[[ DATA PROVIDED, beginning ]]
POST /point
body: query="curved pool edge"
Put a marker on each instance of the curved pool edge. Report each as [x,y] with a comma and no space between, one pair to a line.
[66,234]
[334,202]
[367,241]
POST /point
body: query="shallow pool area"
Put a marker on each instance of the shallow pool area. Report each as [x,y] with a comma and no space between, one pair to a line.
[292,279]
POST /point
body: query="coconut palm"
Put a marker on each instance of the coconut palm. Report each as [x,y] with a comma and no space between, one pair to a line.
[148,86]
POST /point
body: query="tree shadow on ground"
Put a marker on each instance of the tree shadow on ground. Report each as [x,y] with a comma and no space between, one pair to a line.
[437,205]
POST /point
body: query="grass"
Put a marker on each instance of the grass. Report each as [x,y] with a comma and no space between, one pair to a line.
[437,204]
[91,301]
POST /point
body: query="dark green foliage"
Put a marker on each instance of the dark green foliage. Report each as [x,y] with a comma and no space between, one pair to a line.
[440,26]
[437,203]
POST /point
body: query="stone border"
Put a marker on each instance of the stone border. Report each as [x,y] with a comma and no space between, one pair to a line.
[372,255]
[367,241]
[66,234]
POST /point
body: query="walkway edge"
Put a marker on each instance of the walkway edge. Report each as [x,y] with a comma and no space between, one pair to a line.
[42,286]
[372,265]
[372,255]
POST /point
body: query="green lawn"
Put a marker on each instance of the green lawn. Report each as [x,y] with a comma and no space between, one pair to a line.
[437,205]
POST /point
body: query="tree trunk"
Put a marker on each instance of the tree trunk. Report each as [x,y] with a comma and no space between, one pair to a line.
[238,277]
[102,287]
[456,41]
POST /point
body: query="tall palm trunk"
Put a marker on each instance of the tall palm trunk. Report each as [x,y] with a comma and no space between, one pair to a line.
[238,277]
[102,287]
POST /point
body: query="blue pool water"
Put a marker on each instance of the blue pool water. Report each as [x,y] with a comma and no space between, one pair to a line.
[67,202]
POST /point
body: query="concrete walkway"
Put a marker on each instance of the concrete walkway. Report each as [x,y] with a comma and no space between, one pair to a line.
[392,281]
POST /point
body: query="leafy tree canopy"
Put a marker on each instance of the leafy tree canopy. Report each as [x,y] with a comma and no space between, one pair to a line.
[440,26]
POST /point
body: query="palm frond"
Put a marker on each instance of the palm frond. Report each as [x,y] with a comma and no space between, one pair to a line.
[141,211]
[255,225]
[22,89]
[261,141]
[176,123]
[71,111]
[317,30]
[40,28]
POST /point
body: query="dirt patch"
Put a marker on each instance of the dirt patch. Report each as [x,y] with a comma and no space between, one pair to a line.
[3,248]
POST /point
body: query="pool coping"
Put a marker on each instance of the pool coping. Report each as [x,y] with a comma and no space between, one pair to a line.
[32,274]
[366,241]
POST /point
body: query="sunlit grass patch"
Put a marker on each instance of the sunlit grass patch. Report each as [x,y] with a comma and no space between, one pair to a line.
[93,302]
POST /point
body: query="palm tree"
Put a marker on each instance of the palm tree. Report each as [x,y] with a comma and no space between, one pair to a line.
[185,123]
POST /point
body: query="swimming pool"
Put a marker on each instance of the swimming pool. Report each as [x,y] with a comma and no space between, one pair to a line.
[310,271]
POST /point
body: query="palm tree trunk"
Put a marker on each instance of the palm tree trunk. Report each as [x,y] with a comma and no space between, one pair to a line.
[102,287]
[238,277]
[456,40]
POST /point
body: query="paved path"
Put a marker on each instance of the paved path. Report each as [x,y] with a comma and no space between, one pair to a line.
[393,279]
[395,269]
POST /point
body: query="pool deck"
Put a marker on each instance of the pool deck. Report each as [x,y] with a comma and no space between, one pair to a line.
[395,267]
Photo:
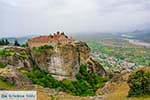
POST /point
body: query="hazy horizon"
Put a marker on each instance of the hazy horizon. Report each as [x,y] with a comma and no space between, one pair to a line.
[25,17]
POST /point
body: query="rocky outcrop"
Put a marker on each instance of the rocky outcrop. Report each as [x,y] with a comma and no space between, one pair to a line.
[16,56]
[63,60]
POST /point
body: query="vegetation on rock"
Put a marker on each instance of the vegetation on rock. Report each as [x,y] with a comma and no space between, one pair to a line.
[85,85]
[2,65]
[4,42]
[139,83]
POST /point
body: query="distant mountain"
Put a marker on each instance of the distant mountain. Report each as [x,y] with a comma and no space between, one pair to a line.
[21,40]
[143,35]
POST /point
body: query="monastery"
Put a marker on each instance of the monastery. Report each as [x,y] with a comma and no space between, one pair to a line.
[56,38]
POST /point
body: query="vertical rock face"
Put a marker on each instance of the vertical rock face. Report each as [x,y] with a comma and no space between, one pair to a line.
[63,60]
[16,56]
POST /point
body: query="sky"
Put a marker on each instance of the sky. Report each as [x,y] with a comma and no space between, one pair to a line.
[25,17]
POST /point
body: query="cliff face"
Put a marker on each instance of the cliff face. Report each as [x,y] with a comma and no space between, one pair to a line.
[63,60]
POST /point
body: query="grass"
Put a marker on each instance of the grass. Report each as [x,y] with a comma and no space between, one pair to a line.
[2,65]
[121,93]
[6,85]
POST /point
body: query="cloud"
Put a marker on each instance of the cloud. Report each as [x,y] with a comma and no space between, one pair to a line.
[20,17]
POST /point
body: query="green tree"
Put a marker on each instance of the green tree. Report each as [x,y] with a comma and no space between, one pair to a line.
[16,43]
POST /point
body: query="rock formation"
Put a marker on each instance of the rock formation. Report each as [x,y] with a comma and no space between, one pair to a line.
[61,60]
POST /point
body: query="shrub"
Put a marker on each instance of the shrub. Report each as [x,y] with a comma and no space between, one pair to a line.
[2,65]
[139,83]
[85,85]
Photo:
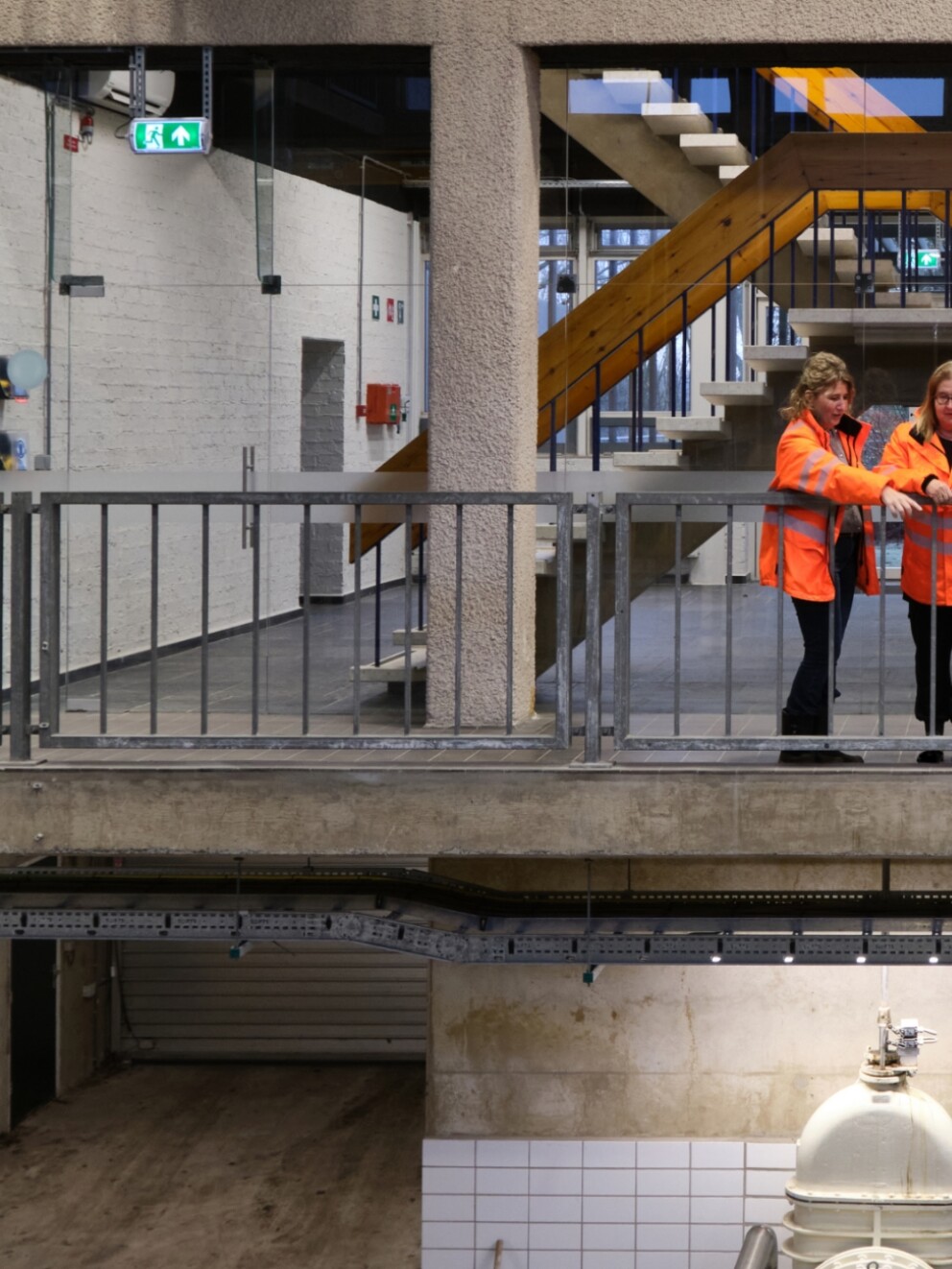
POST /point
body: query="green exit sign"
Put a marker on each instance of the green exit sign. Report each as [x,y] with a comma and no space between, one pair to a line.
[170,136]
[[ DATA PROVIDED, end ]]
> **PROBLEM**
Give back the entries above exactly as they stand. Leave the images out.

> **EXERCISE OUTPUT**
POST /point
body: query="curved pool edge"
Put a marker on each instance of the curved pool edge. Report each as [x,y] with a comma and no space between, one pair to a line.
[66,234]
[334,202]
[367,241]
POST /point
body: query="shallow pool area"
Put a marker on each instance of the shallow pool area. Report each as [x,y] with a comma and no space between, one pair to a line.
[292,279]
POST /point
body: query="coconut palm"
Put a marker on each instance of the coconut palm. Report each as [x,y] with a comma and no space between, one pair to a line.
[148,86]
POST /point
body: query="tree shadow on ground"
Put a marker on each instance of the tree shadow on ground. Report each as [x,y] with a comma and no space between, one pair to a line.
[437,205]
POST /point
body: query="grass"
Put a marker on each instance of the grass. Report each as [x,y] with a comma and no space between, one pair to a line.
[437,204]
[91,301]
POST /point
body: query="dark green foliage"
Put a marker on each instance of the dark green foliage. Report each as [x,y] with a comma and no space between, one pair to a line.
[440,26]
[437,203]
POST /point
body: query="stone border"
Put a marker on each instance of the stone border. Report each as [x,y] with a comma and no space between, one pair to a line.
[372,255]
[367,241]
[66,234]
POST /point
body: query="walkway edge"
Put a marker on each instance of the walkway edge. Report each as [x,y] with a comma and no space between, one pair to a line.
[42,286]
[372,265]
[372,255]
POST /point
body: query="green lawn"
Put a marker on each instance of the green lawn. Report each as [x,y] with a comma and no space between, one pair to a line.
[437,205]
POST /point
body: query="tree trunk"
Put a marker on each instance of the tree trunk. Report each as [x,y] with a comma and no space between, one pair to a line.
[238,277]
[102,287]
[456,41]
POST /point
body: query="tall palm trunk"
Put a marker on each instance of the tall palm trunk. Report each as [x,y] with a comma and no space between, one pair to a line.
[238,277]
[102,287]
POST /point
body: query="blue pool water"
Put a marker on each instance of the blue pool water. Report each as [x,y] with a comma and no space between, one pair to a line.
[67,202]
POST /point
body: query="concrete walkway"
Put a marker on each instance of the concrete walkway. Report each as [x,y] with a comma and no space between, one pair to a line.
[392,281]
POST /point
body: query="leafy tree canopy"
Put a marker on each instance of the leafy tree canopy. Report each as [x,y] with a comma and no space between, one pair to a line.
[440,26]
POST /point
body: query="palm frond"
Put a marker on each instance of the palm frond. Report each as [x,y] with a comma and no space between, one pair to a line.
[141,211]
[255,225]
[22,89]
[261,141]
[176,123]
[71,111]
[317,30]
[40,28]
POST /point
body: query="dirt patch"
Put a marker on each instance of the dirt patch. Report each as [x,y] with a comma and no space between, one pair to a line.
[3,248]
POST /point
body: query="pool coping"
Put a marker on each instance of the pool coping. Report each as [x,y] with a comma and no space between, one pair to a line.
[32,274]
[366,241]
POST /point
body: query="sunlit grass patch"
Put a marker on each instance of the sunlit grass patch. Report each as [x,y] with a comma and no space between, one pair to a line.
[93,302]
POST /point
body: query="palm tree"
Put a marker on each instance of the palm tree. Report each as [x,y] with a comma and no space between, one pair to a line.
[185,123]
POST /point
body: query="swimming pool"
Put a marker on each instance of the swimming pool. Report each as [x,y] with a comma and no space between, one pair to a line.
[310,271]
POST /point
body: query="palm tree trunk"
Put a marker on each instance of the palm tree trunk. Report each as [x,y] with a comma and no space between, one pair to a line.
[102,287]
[238,277]
[456,40]
POST /point
body: query="paved path"
Put a marker on each instance of the paved path. Report each as [x,y] with a comma and no space between, one pair to a line.
[393,279]
[395,269]
POST /point
body: query="pool deck"
Put a marker on each instance of the pool deck. Report each as [x,y] with a comma and no space between, one pair to a line.
[395,267]
Photo:
POST /point
body: query="hazy horizon"
Put a marker on each instance of the hazy horizon. Report each as [x,y] with a comma and no space between, one pair to a line.
[25,17]
POST /point
body: query="rocky outcrop"
Put a marker on each instance of the rocky outcrop. Report each as [x,y] with a comma and no space between, one pair to a line.
[16,56]
[63,60]
POST /point
body: query="vegetation on rock"
Put a marker on each instance of the vegetation on rock. Report each as [x,y] with a comma and no space between, one pair to a line.
[85,85]
[2,65]
[4,42]
[139,83]
POST /point
body: query="distant mountain"
Put a marker on each instance of the distant mountain. Report each as [x,y] with a comma and no space between, one pair to a line.
[21,40]
[143,35]
POST /point
body: query="monastery"
Put a marker on each instance of the monastery. Report each as [x,y] with a comma and no space between, one pair to a line.
[56,38]
POST /point
body: query="vertical rock face"
Put a marker on each instance of the vertical rock face. Report each as [x,y] with a comma and no space between, one pair to a line.
[63,60]
[16,56]
POST /point
body: query="sky"
Put a marker on each instance of the sky. Report each as [x,y] with a comma and no space between, one pair to a line.
[25,17]
POST /point
body: query="cliff face"
Put a marker on each instance of the cliff face. Report each as [x,y] with a comma and no space between, one pair to a line.
[63,60]
POST /point
body: query="grass"
Put a marker on each instance of the grass. Report each as [x,y] with a comma and no space between, one pair to a line.
[2,65]
[121,93]
[6,85]
POST /point
body: query="cloud"
Put a marker on each instance of the cloud. Report each as [x,y] with a comma and no space between, one pair to a line.
[20,17]
POST /point
body: query="green tree"
Put a marker on each instance of the green tree. Report each as [x,y] with a comma and no space between, one pair to a line.
[16,43]
POST /point
body: query="rock formation"
Put a marker on each instance of the rock formation. Report each as [x,y] with a comma and no space between, one pair to a line.
[61,60]
POST /point
body: query="shrub"
Put a marker on each instance of the shrub. Report each as [x,y] with a comma and no space between, one pair to a line.
[2,65]
[139,83]
[85,85]
Photo:
POST /point
body: query="green exit sign"
Put a marker on each instance of the green exit sign. Report each as [x,y] with a comma and no space between, one pair to a line.
[170,136]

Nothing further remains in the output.